- [Problem details]
Carry on the blog post about the cookbook and the Cambria trip, picking up after its last line.

- [Extracted text]
====

Tuesday, June 20, 2017

Cooking Up Trouble / Recipes to Nourish Women

When Anne first told me she was cooking up something special, to benefit Planned Parenthood I never guessed she was speaking literally. Then a couple months later it arrived on my doorstep - a beautiful spiral soft cover cookbook titled "Cooking Up Trouble / Recipes to Nourish Women" a labor of love created by a handful of talented ladies seeking to combine their efforts towards meaningful ways of donation.




The result is perfection. A uniquely styled collection of healthful recipes and delightful cocktails broken up into the following Categories: Drinks, Breakfast Things, Soups & Sides & Snacks, Mains & Stuff in Bowls, and Deserts. The salads are fantastic and the "Bowl of Plenty" is the first dish I plan on attempting.

It's the kind of book you buy for your friend or roommate, teacher, sister, mother, neighbor and kin. And it's only 30 bucks. So it's almost silly to even consider against it. And they're selling like hot cakes so get yours while they last.







Purchase info HERE

Cambria

When the good folks at The Cambria Beach Lodge invited us to their hotel a couple months ago I worried first (like I do anytime we get an invitation of this nature) they maybe they don't realize how many kids I actually have, but figured eventually - once I realized they were ok with us all, it was the perfect excuse to get out of town just as the school year came to an end and the stresses of escrow appeared to be wrapping up as well. Plus the lodge boasts a low key surf friendly vibe which seems easily suited to our crew. The fact that in all my years road tripping up the coast, I'd never been to Moonstone beach, made me that much more exited to head up there this season especially. Which I adore because the blanket of fog covers the coastline and I can drive all day long in that scenery with a good soundtrack on my side. Which is what I did. Along with my niece who tagged along and always seems to bring a calm balance to the bunch whenever she does. 



A few things I learned about Cambria during the three days we were there is:

- Moonstone feels like a little slice of heaven with all those stunning rocks scattering the beach and staggering wood stairways taking you from the cliffs to shore.

====

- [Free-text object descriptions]
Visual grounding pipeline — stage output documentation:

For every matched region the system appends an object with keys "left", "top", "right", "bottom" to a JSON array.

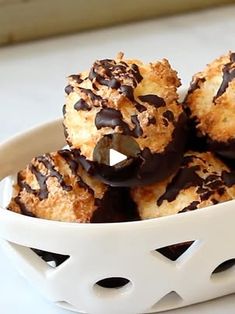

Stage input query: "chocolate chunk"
[
  {"left": 214, "top": 54, "right": 235, "bottom": 100},
  {"left": 222, "top": 171, "right": 235, "bottom": 187},
  {"left": 69, "top": 74, "right": 83, "bottom": 84},
  {"left": 188, "top": 77, "right": 206, "bottom": 95},
  {"left": 157, "top": 166, "right": 203, "bottom": 206},
  {"left": 135, "top": 102, "right": 147, "bottom": 113},
  {"left": 74, "top": 98, "right": 91, "bottom": 111},
  {"left": 131, "top": 115, "right": 143, "bottom": 137},
  {"left": 179, "top": 201, "right": 200, "bottom": 213},
  {"left": 119, "top": 85, "right": 135, "bottom": 101},
  {"left": 162, "top": 119, "right": 169, "bottom": 127},
  {"left": 147, "top": 117, "right": 157, "bottom": 126},
  {"left": 163, "top": 110, "right": 175, "bottom": 122}
]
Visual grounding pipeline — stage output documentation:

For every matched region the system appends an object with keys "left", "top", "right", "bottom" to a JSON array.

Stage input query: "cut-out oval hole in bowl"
[
  {"left": 32, "top": 249, "right": 69, "bottom": 268},
  {"left": 155, "top": 241, "right": 195, "bottom": 261},
  {"left": 211, "top": 258, "right": 235, "bottom": 276},
  {"left": 95, "top": 277, "right": 130, "bottom": 289}
]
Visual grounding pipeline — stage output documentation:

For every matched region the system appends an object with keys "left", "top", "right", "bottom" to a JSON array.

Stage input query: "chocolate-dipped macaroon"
[
  {"left": 63, "top": 53, "right": 186, "bottom": 186},
  {"left": 8, "top": 149, "right": 139, "bottom": 223},
  {"left": 185, "top": 52, "right": 235, "bottom": 159},
  {"left": 132, "top": 151, "right": 235, "bottom": 219}
]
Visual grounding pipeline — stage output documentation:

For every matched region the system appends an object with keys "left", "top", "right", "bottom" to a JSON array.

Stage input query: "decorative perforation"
[
  {"left": 151, "top": 291, "right": 183, "bottom": 311},
  {"left": 155, "top": 241, "right": 195, "bottom": 261},
  {"left": 96, "top": 277, "right": 130, "bottom": 289},
  {"left": 32, "top": 249, "right": 69, "bottom": 268},
  {"left": 212, "top": 258, "right": 235, "bottom": 276}
]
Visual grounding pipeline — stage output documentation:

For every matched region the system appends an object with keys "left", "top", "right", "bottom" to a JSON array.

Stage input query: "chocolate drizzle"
[
  {"left": 147, "top": 117, "right": 157, "bottom": 126},
  {"left": 12, "top": 196, "right": 35, "bottom": 217},
  {"left": 157, "top": 155, "right": 229, "bottom": 207},
  {"left": 95, "top": 108, "right": 143, "bottom": 137},
  {"left": 64, "top": 85, "right": 74, "bottom": 95},
  {"left": 29, "top": 154, "right": 72, "bottom": 200},
  {"left": 77, "top": 113, "right": 186, "bottom": 186},
  {"left": 138, "top": 94, "right": 166, "bottom": 108},
  {"left": 214, "top": 53, "right": 235, "bottom": 100},
  {"left": 178, "top": 201, "right": 200, "bottom": 213},
  {"left": 222, "top": 171, "right": 235, "bottom": 187}
]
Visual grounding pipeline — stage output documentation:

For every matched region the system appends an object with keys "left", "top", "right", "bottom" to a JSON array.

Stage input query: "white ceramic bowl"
[{"left": 0, "top": 120, "right": 235, "bottom": 314}]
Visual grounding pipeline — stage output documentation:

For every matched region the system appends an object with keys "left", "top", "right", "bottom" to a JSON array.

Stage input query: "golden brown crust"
[
  {"left": 185, "top": 52, "right": 235, "bottom": 142},
  {"left": 132, "top": 152, "right": 235, "bottom": 219},
  {"left": 8, "top": 150, "right": 106, "bottom": 222},
  {"left": 64, "top": 54, "right": 182, "bottom": 160}
]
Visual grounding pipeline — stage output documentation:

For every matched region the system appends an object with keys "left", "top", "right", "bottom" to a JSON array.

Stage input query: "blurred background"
[
  {"left": 0, "top": 0, "right": 235, "bottom": 141},
  {"left": 0, "top": 0, "right": 235, "bottom": 314}
]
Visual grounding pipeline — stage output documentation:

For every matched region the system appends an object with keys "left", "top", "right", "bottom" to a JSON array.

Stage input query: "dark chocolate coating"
[{"left": 73, "top": 113, "right": 187, "bottom": 187}]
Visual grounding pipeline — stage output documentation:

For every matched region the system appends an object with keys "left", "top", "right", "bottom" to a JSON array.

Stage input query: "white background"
[{"left": 0, "top": 5, "right": 235, "bottom": 314}]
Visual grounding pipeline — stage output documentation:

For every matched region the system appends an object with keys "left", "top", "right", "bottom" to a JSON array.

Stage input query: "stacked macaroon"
[{"left": 8, "top": 53, "right": 235, "bottom": 223}]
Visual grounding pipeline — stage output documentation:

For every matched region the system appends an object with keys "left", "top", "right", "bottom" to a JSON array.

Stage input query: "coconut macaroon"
[
  {"left": 185, "top": 52, "right": 235, "bottom": 158},
  {"left": 63, "top": 53, "right": 185, "bottom": 186},
  {"left": 8, "top": 149, "right": 138, "bottom": 223},
  {"left": 131, "top": 152, "right": 235, "bottom": 219}
]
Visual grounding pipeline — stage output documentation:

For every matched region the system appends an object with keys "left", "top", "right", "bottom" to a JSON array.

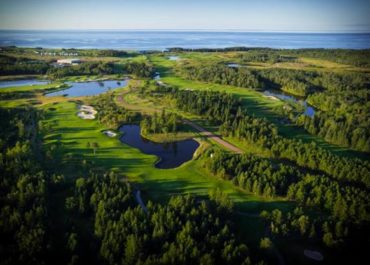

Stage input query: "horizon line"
[{"left": 0, "top": 28, "right": 370, "bottom": 34}]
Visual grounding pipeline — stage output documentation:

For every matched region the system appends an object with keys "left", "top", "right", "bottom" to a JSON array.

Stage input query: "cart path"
[{"left": 183, "top": 120, "right": 243, "bottom": 154}]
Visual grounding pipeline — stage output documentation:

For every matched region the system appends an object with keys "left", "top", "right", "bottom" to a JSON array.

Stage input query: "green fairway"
[
  {"left": 150, "top": 56, "right": 368, "bottom": 159},
  {"left": 43, "top": 102, "right": 292, "bottom": 213}
]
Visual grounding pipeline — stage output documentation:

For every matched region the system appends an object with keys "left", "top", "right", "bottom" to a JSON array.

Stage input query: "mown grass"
[
  {"left": 150, "top": 55, "right": 368, "bottom": 159},
  {"left": 42, "top": 102, "right": 289, "bottom": 218}
]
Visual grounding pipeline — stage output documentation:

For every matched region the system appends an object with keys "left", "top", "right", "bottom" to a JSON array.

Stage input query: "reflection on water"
[
  {"left": 120, "top": 125, "right": 199, "bottom": 168},
  {"left": 263, "top": 90, "right": 315, "bottom": 117},
  {"left": 0, "top": 79, "right": 49, "bottom": 88},
  {"left": 46, "top": 80, "right": 127, "bottom": 97},
  {"left": 168, "top": 55, "right": 180, "bottom": 61}
]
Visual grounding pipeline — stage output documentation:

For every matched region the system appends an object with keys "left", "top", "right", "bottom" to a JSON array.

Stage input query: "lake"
[
  {"left": 0, "top": 79, "right": 49, "bottom": 88},
  {"left": 46, "top": 80, "right": 127, "bottom": 97},
  {"left": 119, "top": 125, "right": 199, "bottom": 169},
  {"left": 0, "top": 30, "right": 370, "bottom": 50},
  {"left": 263, "top": 90, "right": 315, "bottom": 117}
]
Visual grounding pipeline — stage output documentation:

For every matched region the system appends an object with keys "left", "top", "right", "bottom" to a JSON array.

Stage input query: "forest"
[
  {"left": 153, "top": 86, "right": 370, "bottom": 188},
  {"left": 140, "top": 109, "right": 179, "bottom": 135},
  {"left": 0, "top": 104, "right": 263, "bottom": 265},
  {"left": 177, "top": 64, "right": 370, "bottom": 152}
]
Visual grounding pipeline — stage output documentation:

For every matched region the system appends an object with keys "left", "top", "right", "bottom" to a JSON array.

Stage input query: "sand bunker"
[
  {"left": 103, "top": 130, "right": 117, "bottom": 137},
  {"left": 263, "top": 95, "right": 279, "bottom": 100},
  {"left": 303, "top": 249, "right": 324, "bottom": 261},
  {"left": 77, "top": 105, "right": 98, "bottom": 120}
]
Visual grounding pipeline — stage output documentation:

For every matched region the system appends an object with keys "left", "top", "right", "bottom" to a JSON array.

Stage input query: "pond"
[
  {"left": 46, "top": 80, "right": 127, "bottom": 97},
  {"left": 119, "top": 125, "right": 199, "bottom": 169},
  {"left": 168, "top": 55, "right": 180, "bottom": 61},
  {"left": 263, "top": 90, "right": 315, "bottom": 117},
  {"left": 0, "top": 79, "right": 49, "bottom": 88},
  {"left": 153, "top": 72, "right": 161, "bottom": 81}
]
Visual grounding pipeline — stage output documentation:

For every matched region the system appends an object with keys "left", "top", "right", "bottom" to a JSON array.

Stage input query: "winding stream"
[{"left": 119, "top": 125, "right": 199, "bottom": 169}]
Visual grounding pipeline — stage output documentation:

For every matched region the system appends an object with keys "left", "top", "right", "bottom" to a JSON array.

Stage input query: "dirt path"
[
  {"left": 183, "top": 120, "right": 243, "bottom": 154},
  {"left": 135, "top": 190, "right": 148, "bottom": 214},
  {"left": 117, "top": 86, "right": 243, "bottom": 154}
]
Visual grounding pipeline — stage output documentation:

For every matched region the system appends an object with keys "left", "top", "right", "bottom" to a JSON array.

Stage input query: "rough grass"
[{"left": 150, "top": 52, "right": 368, "bottom": 159}]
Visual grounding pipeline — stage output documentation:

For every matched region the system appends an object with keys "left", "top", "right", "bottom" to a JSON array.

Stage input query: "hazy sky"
[{"left": 0, "top": 0, "right": 370, "bottom": 32}]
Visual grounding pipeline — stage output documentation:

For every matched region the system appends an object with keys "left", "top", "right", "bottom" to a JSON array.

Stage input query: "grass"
[
  {"left": 42, "top": 99, "right": 293, "bottom": 243},
  {"left": 150, "top": 55, "right": 369, "bottom": 159}
]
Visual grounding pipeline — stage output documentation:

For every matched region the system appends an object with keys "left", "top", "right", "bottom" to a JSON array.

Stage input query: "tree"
[
  {"left": 91, "top": 142, "right": 99, "bottom": 155},
  {"left": 260, "top": 237, "right": 272, "bottom": 249}
]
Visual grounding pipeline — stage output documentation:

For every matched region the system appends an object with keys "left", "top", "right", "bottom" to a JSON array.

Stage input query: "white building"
[{"left": 57, "top": 59, "right": 81, "bottom": 65}]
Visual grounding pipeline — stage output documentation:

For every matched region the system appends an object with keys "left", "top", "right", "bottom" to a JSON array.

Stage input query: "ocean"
[{"left": 0, "top": 30, "right": 370, "bottom": 50}]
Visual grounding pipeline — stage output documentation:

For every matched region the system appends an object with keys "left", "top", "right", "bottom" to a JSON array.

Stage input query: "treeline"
[
  {"left": 168, "top": 47, "right": 370, "bottom": 67},
  {"left": 0, "top": 108, "right": 48, "bottom": 264},
  {"left": 97, "top": 50, "right": 127, "bottom": 57},
  {"left": 179, "top": 64, "right": 264, "bottom": 89},
  {"left": 203, "top": 149, "right": 370, "bottom": 223},
  {"left": 91, "top": 93, "right": 139, "bottom": 129},
  {"left": 123, "top": 62, "right": 154, "bottom": 78},
  {"left": 47, "top": 62, "right": 115, "bottom": 79},
  {"left": 140, "top": 109, "right": 179, "bottom": 135},
  {"left": 261, "top": 207, "right": 370, "bottom": 264},
  {"left": 154, "top": 86, "right": 370, "bottom": 187},
  {"left": 0, "top": 108, "right": 263, "bottom": 265},
  {"left": 179, "top": 64, "right": 370, "bottom": 152},
  {"left": 66, "top": 173, "right": 251, "bottom": 265},
  {"left": 203, "top": 148, "right": 370, "bottom": 258}
]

====

- [Task output]
- The driftwood (in addition to the rocks) is prettier than any other beach else I've met (we brought home buckets full of both) and they are currently piled on our mantle in the new house. 

- The town is small but inviting and the sandwich and ice cream shops downtown do not disappoint.

- Lobster bisque, while delicious, is too rich for me. 

- The Nitt Whitt Ridge house back story is worth the read, and visit: "Purchased by Arthur Harold Beal in 1928, this “castle on a hill” was perfected using only a pick and shovel. Beal made good use of his job, as a garbage collector, taking natural minerals that were tossed away and beach debris to accentuate the Ridge.

- Population in town is approximately 6,100

- The seal lions down the road at San Simeon are far stinkier than they are cute. But the picnic benches on site by the beach are an ideal place to park a picnic. 

- The Beach Lodge being across the street from the beach is even more convenient than I expected. Mostly because the air is so cool and brisk up there this time of year it allows you to dart into the lobby for some hot chocolate or to warm our hands by the fire place when you need a break from the cold. 

- The name Cambria, chosen in 1869, is the Latin name for Wales.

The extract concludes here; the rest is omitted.